Segmentation data
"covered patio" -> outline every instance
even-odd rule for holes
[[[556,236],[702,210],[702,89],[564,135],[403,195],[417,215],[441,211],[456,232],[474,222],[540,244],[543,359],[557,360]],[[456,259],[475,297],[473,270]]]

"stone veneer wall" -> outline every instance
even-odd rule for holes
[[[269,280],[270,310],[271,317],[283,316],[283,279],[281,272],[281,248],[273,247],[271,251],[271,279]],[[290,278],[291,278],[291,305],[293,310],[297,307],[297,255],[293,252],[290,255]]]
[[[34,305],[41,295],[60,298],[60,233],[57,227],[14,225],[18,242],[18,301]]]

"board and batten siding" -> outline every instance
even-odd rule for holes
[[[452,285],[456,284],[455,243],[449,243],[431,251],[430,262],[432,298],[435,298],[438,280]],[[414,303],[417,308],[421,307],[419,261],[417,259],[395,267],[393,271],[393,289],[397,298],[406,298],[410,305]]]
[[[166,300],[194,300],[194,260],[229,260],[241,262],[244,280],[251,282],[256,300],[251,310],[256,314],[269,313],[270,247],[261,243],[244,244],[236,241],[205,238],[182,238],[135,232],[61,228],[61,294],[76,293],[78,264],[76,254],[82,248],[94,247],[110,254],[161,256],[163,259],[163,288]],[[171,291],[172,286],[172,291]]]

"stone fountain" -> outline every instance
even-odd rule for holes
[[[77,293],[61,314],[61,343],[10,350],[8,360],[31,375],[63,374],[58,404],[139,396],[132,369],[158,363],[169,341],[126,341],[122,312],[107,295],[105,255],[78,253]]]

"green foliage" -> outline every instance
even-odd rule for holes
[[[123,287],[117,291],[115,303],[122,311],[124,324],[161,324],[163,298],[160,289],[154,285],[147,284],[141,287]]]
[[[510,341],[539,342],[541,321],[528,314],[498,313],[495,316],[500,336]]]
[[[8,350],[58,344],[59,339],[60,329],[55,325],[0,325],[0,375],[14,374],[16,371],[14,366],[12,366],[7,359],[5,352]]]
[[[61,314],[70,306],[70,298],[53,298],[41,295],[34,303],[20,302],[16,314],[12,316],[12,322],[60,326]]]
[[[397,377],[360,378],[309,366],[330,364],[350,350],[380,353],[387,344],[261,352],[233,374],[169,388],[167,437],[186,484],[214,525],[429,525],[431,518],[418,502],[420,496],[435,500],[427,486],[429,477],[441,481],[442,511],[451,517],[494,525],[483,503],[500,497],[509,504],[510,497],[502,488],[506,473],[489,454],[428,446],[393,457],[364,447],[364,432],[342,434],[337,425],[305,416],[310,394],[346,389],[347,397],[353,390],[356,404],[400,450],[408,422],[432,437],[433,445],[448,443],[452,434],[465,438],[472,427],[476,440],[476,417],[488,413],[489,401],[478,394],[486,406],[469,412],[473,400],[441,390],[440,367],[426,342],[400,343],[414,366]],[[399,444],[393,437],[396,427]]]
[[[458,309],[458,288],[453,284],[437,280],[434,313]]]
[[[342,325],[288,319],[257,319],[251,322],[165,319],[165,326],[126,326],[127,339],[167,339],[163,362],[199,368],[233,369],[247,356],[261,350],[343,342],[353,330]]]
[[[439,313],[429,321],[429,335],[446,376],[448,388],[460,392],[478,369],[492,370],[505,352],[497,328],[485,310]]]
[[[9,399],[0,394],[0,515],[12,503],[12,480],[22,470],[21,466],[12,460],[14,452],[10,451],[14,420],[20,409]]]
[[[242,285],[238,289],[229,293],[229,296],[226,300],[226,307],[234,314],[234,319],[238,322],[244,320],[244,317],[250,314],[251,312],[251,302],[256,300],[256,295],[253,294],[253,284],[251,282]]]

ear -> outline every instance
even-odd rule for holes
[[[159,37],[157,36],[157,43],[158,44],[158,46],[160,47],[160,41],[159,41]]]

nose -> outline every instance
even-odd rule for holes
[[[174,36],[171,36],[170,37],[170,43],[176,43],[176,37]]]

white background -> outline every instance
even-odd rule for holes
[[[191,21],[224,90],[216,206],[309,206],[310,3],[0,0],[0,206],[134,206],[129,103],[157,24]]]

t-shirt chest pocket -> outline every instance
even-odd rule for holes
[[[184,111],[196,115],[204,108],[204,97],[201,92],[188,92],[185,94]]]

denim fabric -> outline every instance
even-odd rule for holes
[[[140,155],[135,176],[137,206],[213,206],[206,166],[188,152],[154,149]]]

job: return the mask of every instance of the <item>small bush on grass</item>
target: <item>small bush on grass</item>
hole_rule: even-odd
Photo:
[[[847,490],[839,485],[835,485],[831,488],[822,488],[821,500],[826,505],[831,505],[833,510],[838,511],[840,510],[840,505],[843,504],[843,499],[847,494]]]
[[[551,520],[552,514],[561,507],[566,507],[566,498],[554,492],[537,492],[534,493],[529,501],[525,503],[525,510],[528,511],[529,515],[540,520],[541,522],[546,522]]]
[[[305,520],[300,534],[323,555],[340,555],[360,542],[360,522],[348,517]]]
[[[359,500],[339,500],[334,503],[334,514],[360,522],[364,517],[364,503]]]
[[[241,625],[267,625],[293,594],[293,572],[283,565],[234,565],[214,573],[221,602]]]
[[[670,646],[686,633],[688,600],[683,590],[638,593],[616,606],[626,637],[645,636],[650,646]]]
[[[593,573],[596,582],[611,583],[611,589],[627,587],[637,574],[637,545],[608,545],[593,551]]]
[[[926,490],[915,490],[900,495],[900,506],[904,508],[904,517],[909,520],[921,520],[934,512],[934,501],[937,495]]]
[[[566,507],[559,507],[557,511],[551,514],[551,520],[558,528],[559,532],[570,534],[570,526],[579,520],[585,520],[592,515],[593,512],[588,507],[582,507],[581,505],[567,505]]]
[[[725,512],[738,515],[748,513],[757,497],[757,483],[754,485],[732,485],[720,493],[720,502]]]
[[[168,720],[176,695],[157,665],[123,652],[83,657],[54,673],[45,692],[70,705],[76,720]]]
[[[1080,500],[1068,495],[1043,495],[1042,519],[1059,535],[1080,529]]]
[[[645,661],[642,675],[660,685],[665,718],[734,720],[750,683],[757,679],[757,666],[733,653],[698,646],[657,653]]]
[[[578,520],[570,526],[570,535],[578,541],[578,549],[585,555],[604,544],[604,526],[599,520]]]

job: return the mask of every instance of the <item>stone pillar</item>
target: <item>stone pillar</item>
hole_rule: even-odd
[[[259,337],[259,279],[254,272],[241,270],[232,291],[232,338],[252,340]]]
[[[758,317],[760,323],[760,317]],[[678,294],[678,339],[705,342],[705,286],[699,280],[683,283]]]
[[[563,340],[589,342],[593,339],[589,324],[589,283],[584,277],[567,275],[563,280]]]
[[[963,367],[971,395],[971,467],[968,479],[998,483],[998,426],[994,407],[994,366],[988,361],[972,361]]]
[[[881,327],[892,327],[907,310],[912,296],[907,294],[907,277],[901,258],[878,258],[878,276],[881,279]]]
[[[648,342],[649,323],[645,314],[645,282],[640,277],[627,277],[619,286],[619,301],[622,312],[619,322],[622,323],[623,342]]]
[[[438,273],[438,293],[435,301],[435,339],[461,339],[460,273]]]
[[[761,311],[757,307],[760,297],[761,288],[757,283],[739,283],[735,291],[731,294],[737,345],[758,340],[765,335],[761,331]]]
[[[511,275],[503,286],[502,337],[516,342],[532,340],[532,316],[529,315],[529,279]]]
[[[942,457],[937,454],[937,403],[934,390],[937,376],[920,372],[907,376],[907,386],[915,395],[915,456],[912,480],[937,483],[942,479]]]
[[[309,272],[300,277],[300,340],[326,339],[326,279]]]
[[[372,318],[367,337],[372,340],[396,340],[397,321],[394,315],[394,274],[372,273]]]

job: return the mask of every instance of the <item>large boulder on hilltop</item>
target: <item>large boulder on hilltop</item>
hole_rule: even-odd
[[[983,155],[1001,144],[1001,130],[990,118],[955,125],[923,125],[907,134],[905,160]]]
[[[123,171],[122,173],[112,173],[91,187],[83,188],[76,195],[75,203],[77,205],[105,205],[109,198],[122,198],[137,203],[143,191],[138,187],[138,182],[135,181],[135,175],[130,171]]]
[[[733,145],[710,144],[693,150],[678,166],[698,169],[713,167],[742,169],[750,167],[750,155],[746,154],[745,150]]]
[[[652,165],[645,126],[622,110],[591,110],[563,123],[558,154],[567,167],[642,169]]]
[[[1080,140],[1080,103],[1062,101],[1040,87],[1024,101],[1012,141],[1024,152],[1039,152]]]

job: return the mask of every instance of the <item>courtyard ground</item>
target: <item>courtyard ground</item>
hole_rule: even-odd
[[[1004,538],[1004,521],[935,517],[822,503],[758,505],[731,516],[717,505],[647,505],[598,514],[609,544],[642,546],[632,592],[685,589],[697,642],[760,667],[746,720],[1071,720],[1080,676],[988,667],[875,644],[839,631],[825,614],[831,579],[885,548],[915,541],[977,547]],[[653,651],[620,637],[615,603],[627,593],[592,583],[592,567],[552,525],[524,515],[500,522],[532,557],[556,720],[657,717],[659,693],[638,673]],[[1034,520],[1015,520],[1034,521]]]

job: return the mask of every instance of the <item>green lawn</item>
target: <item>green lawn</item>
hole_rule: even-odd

**Required task**
Quote only the lines from the line containing "job: return the mask of every instance of the <item>large" through the end of the listing, please, keeping both the first and the last line.

**Full response**
job: return the mask of every instance of the <item>large boulder on hilltop</item>
target: <item>large boulder on hilltop</item>
hole_rule: even-odd
[[[983,155],[1001,144],[1001,130],[990,118],[955,125],[923,125],[907,134],[905,160]]]
[[[123,171],[122,173],[112,173],[91,187],[83,188],[76,195],[75,203],[77,205],[105,205],[109,198],[122,198],[137,203],[143,191],[138,187],[138,182],[135,181],[135,175],[130,171]]]
[[[733,145],[710,144],[693,150],[678,166],[698,169],[713,167],[742,169],[750,167],[750,155],[746,154],[745,150]]]
[[[652,165],[645,126],[622,110],[591,110],[563,123],[558,154],[567,167],[642,169]]]
[[[1080,140],[1080,103],[1062,101],[1040,87],[1024,101],[1012,141],[1024,152],[1039,152]]]

job: return the mask of every instance of the <item>courtyard ground</item>
target: <item>courtyard ground</item>
hole_rule: even-odd
[[[1004,538],[1004,521],[935,517],[822,503],[758,505],[731,516],[717,505],[647,505],[598,514],[609,544],[642,546],[632,592],[685,589],[697,642],[760,667],[746,720],[1071,720],[1080,676],[988,667],[875,644],[839,631],[825,614],[831,579],[885,548],[915,541],[977,547]],[[653,651],[620,637],[615,603],[627,593],[592,583],[592,567],[552,525],[524,515],[500,522],[532,557],[556,720],[657,717],[659,693],[638,673]],[[1034,520],[1015,520],[1034,521]]]

job: return the mask of every instance of the <item>green lawn</item>
target: <item>green lawn</item>
hole_rule: even-odd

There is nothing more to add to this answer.